Material shown:

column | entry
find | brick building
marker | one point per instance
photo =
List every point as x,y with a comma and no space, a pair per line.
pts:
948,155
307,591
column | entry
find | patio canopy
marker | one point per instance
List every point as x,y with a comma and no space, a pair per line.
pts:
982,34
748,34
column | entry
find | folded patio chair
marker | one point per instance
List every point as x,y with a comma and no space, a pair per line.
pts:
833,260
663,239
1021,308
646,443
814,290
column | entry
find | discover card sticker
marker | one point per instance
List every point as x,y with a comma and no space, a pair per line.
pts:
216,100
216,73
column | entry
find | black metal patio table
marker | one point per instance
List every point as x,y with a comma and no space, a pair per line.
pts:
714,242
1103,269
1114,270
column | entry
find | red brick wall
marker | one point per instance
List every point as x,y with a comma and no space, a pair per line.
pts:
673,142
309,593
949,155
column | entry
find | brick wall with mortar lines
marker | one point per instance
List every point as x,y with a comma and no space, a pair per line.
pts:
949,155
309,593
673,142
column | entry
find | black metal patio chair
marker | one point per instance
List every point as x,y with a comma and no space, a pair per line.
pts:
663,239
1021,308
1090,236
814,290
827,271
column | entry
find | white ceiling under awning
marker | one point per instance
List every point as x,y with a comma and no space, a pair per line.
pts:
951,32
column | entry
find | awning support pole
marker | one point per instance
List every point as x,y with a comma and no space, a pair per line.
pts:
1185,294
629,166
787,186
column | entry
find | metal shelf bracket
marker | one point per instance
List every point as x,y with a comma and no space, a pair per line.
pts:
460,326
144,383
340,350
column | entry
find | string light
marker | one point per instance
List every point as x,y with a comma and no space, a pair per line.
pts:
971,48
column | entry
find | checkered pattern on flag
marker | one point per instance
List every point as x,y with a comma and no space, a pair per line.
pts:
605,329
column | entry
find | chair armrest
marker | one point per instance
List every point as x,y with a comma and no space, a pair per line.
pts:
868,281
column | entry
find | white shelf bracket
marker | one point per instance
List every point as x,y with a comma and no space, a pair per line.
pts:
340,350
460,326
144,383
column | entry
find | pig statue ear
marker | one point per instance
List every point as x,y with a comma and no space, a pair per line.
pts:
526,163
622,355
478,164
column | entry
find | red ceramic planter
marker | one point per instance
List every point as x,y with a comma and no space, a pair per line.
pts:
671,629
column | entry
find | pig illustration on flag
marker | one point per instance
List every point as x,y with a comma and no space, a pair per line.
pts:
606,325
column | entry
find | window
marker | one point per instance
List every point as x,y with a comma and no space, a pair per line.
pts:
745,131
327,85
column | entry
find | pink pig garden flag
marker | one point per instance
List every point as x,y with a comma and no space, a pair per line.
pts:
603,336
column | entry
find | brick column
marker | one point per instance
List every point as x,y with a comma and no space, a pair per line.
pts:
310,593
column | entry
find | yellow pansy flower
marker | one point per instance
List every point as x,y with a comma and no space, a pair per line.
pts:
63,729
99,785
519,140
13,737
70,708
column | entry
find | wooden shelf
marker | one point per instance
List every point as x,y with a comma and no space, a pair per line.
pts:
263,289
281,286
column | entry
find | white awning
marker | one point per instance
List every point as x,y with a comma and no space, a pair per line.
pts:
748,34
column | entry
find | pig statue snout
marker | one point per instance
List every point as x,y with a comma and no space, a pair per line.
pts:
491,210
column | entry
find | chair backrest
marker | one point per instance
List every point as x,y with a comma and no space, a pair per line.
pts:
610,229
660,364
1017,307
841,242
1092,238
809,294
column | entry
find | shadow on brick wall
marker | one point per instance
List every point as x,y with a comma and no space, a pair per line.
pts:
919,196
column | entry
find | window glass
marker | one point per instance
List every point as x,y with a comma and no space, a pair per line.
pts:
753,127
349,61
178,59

Exercise requirements:
Read the entries above and find each line holding the word "statue". Copy it out.

Exercise answer:
find | pig statue ear
find | pig statue snout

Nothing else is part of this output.